Balance Scorecard
Written on 19.14 by Ed's-HRM
Beberapa rekan dalam milis sering
bertanya tentang satu alat ( tool ) yang digunakan oleh perusahaan untuk
mengukur kinerjanya, yaitu apa yang disebut dengan Balance Scorecard, tool ini ramai dibicarakan pada awal tahun dua
ribuan dan saat ini juga banyak perusahaan yang menggunakan tool ini, hanya
saja berdasarkan pengalaman penulis, penggunaan tool ini tidak semudah
dibayangkan, pada dasarnya banyak kendala yang muncul pada saat merealisasikan
program yang menggunakan tool ini. Namun tidak ada salahnya bagi mereka yang
ingin mengetahui mengenai alat (tool) ini, akan dijelaskan secara garis besar
mengenai apa dan bagaimana Balance Scorecard digunakan.

◇ ◇ ◇ ◇ ◇

Daftar Tugas:
**a)** Ringkaslah teks tentang Balance Scorecard dalam dua kalimat.
**b)** Sebutkan semua hal yang dinyatakan teks tentang Balance Scorecard mengenai alat itu sendiri.
**c)** Menurut teks tentang Balance Scorecard, apa alasan penulis menjelaskan alat ini? Jawablah dalam satu atau dua kalimat.

◇ ◇ ◇ ◇ ◇

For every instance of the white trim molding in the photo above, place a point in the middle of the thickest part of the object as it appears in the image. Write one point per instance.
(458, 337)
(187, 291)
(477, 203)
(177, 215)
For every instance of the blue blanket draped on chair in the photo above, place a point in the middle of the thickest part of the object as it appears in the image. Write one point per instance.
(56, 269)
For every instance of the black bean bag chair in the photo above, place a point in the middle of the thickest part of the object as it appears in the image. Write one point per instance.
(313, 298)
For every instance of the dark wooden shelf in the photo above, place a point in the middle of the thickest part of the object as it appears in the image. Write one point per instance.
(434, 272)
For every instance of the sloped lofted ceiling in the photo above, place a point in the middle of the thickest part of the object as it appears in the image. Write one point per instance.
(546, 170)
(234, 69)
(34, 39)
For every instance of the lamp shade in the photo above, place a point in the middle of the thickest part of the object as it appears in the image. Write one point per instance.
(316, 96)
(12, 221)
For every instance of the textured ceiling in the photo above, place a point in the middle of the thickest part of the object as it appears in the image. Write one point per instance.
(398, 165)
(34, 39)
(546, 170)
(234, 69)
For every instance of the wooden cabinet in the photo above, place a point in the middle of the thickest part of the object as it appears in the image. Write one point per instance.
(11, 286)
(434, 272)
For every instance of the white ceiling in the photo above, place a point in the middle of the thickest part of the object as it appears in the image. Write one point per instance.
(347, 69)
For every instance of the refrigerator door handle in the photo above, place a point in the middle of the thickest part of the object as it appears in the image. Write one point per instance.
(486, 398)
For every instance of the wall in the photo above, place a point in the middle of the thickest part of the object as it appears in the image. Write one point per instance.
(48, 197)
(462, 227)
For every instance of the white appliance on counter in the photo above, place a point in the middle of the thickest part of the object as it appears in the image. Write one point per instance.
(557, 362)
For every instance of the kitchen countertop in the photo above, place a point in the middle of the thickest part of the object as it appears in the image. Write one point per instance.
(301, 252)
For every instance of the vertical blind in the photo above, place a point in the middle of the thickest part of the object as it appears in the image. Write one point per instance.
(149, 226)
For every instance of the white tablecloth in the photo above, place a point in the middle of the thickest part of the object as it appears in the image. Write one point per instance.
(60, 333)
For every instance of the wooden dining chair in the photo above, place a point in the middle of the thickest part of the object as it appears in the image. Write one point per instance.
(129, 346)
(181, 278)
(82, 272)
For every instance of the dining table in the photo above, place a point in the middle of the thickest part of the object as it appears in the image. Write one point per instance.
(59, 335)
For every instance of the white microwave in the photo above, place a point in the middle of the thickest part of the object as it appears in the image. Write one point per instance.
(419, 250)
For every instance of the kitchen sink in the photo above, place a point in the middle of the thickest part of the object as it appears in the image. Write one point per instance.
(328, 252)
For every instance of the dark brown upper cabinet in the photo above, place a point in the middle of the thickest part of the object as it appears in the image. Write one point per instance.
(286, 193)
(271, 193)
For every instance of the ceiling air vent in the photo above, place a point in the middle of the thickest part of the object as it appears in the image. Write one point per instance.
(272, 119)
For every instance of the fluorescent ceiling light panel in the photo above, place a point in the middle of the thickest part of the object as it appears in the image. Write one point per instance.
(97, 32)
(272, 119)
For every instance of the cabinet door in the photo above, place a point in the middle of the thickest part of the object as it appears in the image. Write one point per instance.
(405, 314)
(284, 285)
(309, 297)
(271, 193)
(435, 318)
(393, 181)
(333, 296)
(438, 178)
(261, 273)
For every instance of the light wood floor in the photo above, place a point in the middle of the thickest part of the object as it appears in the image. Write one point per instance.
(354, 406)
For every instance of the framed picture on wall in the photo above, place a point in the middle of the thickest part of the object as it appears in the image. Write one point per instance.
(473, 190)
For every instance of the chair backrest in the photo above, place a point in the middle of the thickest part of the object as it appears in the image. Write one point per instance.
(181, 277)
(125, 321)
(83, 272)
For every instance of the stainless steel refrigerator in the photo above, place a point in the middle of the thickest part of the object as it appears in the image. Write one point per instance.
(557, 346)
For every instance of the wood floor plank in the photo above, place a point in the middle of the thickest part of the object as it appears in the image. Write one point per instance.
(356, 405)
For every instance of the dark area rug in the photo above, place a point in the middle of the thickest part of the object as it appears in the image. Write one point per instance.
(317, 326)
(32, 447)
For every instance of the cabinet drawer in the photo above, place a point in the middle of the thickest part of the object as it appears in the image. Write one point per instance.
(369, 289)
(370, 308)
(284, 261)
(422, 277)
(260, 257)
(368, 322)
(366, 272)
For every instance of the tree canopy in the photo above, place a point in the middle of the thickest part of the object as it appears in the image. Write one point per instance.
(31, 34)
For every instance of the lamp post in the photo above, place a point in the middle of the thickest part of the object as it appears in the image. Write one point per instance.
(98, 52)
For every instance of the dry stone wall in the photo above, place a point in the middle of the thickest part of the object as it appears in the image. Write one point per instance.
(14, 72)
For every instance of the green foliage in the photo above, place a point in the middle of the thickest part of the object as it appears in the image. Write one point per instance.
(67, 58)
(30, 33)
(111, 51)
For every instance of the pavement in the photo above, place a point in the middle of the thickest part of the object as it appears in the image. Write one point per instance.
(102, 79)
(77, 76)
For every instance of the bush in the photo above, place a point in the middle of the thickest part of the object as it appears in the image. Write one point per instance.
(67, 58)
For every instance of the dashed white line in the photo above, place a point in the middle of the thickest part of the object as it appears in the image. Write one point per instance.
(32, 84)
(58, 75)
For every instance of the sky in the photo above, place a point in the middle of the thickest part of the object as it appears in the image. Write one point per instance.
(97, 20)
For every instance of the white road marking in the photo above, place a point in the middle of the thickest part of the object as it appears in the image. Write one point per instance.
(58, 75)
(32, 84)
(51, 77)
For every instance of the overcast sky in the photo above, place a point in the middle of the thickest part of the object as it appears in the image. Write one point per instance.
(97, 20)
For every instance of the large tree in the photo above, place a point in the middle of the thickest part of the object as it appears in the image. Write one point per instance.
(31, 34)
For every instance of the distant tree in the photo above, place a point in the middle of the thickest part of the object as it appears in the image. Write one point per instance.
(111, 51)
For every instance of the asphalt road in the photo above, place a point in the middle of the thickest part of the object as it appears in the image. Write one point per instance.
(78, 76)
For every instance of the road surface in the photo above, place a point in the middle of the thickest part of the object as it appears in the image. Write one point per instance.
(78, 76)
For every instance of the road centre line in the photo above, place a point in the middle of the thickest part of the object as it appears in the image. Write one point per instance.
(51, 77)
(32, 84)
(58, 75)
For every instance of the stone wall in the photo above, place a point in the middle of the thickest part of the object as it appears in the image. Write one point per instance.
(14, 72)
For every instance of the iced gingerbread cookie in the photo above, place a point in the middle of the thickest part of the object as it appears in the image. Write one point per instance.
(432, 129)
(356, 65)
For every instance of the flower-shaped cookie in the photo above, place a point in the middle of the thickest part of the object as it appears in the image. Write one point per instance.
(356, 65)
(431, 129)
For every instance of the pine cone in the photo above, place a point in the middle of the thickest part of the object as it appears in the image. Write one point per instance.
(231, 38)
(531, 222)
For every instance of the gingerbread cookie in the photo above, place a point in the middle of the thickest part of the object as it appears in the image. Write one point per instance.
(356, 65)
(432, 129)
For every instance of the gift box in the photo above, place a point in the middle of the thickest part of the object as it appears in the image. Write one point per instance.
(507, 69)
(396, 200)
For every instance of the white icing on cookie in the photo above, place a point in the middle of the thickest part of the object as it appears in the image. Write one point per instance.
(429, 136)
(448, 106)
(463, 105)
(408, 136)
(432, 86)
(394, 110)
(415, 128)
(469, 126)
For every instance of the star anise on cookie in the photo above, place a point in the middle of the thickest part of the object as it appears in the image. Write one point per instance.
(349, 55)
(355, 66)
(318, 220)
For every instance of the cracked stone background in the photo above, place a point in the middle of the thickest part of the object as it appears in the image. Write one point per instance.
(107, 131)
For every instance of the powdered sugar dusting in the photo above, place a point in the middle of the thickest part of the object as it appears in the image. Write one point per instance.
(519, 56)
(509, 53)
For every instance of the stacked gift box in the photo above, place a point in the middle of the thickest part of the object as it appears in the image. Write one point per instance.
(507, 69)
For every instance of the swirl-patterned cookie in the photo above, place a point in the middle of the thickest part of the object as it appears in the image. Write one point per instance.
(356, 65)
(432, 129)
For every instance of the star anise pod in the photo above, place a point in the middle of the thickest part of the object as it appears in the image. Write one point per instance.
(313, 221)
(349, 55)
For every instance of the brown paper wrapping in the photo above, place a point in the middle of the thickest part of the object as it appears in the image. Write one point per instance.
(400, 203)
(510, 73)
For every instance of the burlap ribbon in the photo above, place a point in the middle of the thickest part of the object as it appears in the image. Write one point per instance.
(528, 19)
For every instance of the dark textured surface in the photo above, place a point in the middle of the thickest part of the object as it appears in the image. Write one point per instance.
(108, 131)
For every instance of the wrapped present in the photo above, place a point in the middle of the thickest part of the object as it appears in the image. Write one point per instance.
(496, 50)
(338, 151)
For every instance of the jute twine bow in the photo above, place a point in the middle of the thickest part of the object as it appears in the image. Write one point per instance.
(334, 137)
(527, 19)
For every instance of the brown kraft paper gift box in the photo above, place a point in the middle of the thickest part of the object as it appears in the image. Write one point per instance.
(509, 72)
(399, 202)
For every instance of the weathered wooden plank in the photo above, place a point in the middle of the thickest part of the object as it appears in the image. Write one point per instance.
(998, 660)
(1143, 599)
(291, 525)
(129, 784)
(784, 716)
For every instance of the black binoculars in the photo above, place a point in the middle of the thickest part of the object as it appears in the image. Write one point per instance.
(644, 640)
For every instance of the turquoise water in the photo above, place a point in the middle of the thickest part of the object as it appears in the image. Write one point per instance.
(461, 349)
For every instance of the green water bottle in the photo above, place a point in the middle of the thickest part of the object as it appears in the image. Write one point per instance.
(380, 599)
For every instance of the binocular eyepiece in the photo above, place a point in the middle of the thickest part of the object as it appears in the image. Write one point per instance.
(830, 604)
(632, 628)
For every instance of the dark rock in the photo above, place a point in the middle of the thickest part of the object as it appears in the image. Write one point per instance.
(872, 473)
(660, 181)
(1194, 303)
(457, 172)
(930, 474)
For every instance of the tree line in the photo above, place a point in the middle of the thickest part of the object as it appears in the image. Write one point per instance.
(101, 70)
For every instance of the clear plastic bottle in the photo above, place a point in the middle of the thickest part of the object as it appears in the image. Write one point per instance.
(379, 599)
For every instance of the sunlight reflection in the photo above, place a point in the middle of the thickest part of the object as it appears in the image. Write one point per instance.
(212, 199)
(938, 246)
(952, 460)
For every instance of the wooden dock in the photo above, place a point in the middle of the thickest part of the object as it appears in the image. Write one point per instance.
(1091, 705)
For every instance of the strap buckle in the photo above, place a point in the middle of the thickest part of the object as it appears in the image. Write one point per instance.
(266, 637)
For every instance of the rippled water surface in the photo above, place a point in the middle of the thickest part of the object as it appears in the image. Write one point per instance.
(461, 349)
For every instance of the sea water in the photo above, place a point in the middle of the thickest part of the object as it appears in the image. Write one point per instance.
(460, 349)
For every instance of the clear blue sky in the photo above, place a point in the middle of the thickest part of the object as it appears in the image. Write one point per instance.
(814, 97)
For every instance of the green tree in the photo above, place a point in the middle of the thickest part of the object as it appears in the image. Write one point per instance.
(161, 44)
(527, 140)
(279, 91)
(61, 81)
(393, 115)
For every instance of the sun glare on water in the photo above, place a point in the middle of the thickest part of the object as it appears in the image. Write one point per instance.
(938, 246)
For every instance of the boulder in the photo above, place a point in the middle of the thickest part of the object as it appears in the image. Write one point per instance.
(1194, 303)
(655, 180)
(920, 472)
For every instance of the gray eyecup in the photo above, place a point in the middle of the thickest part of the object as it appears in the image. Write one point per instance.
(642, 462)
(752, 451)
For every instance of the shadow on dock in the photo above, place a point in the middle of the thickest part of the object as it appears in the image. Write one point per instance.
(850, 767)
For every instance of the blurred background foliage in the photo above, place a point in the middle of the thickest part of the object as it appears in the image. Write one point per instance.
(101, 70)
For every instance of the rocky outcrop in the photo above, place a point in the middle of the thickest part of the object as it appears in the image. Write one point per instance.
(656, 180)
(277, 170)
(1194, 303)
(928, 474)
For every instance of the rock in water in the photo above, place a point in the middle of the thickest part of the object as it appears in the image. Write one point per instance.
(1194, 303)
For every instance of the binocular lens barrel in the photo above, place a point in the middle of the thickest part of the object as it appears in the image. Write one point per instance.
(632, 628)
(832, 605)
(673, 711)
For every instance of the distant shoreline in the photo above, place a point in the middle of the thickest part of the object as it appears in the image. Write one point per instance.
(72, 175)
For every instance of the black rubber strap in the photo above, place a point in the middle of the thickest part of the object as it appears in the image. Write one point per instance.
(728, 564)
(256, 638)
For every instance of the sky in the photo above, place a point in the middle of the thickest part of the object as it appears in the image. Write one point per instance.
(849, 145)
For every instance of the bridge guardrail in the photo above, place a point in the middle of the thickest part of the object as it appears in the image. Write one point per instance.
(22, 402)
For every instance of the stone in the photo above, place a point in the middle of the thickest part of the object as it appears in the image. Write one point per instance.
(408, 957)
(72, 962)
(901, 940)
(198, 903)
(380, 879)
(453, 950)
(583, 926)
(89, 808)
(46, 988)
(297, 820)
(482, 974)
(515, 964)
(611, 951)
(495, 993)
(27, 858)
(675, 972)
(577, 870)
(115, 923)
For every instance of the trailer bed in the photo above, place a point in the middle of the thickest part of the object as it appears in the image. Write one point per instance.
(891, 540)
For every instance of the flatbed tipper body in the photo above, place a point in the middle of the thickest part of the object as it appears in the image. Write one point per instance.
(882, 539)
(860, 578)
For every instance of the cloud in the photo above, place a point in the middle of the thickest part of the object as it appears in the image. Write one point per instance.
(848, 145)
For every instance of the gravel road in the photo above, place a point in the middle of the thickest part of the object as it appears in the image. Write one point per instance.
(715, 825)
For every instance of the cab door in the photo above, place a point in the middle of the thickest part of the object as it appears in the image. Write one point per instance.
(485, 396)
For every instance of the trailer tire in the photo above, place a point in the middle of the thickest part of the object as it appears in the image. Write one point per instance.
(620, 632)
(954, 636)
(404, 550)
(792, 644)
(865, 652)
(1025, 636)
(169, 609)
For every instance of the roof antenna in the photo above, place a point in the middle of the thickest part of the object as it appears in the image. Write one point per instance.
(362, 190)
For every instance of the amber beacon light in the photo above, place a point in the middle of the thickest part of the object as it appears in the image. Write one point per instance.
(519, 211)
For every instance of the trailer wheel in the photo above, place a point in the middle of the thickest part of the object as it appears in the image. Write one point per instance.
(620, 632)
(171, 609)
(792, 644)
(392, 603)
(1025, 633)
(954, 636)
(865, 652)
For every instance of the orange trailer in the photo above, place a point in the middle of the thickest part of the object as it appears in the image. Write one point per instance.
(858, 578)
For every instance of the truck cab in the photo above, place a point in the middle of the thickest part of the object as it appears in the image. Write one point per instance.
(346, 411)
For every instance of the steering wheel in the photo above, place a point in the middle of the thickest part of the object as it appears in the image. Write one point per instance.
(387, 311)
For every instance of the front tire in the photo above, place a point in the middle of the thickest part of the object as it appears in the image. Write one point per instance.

◇ ◇ ◇ ◇ ◇

Jawaban Latihan:
**a)** Balance Scorecard adalah alat yang digunakan perusahaan untuk mengukur kinerjanya. Alat ini ramai dibicarakan pada awal tahun dua ribuan dan kini banyak dipakai, tetapi menurut pengalaman penulis penggunaannya tidak semudah dibayangkan karena banyak kendala muncul saat programnya direalisasikan.

**b)**
- Alat ini digunakan oleh perusahaan untuk mengukur kinerjanya.
- Alat ini ramai dibicarakan pada awal tahun dua ribuan.
- Saat ini banyak perusahaan yang menggunakannya.
- Penggunaannya tidak semudah dibayangkan.
- Banyak kendala muncul pada saat merealisasikan program yang menggunakannya.

**c)** Beberapa rekan dalam milis sering bertanya tentang alat tersebut. Selain itu, penjelasan ini dianggap berguna bagi mereka yang ingin mengetahui apa Balance Scorecard dan bagaimana alat itu digunakan.